* Document section *
============================================================
In [88]:
import os
import glob
import pickle
import time
from math import log2
from itertools import cycle, product
from collections import defaultdict

import numpy as np
import pandas as pd
import matplotlib.pyplot as plt
import seaborn as sns
from matplotlib.colors import LogNorm
%matplotlib inline

# Settings

In [99]:
# Data logs root directory
LOG_DIR = "logs_fine"

# Loss function: either "logistic" regression, or "nonlinear" least squares
LOSSES = ("logistic", "nonlinear")
LOSS = "logistic"
# Adjust logdir
LOG_DIR = os.path.join(LOG_DIR, LOSS)

# The following should be the same as the one used in run_experiment.py
DATASETS = ("a9a", "a9a(-3,3)", "rcv1", "rcv1(-3,3)")
OPTIMIZERS = ("SARAH",)
T = 100  # Use 2xT used in run_experiment.py

# These are the metrics collected in the data logs
METRICS = ("loss", "gradnorm", "error")
METRIC = "error"  # choose metric

# These are aggregators for comparing multi-seed runs
AGGS = ("mean", "median")
============================================================
* Dataset content *
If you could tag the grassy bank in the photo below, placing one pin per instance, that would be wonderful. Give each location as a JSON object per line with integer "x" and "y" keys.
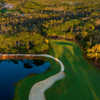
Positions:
{"x": 81, "y": 81}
============================================================
Check each statement against the notebook settings code. For each, answer yes or no and quote the exact words that decide it.
1. The loss chosen by default is nonlinear least squares.
2. The gradient norm is one of the metrics collected in the data logs.
3. SARAH is the only optimizer listed.

* Correct result *
1. No: LOSS = "logistic"
2. Yes: METRICS = ("loss", "gradnorm", "error")
3. Yes: OPTIMIZERS = ("SARAH",)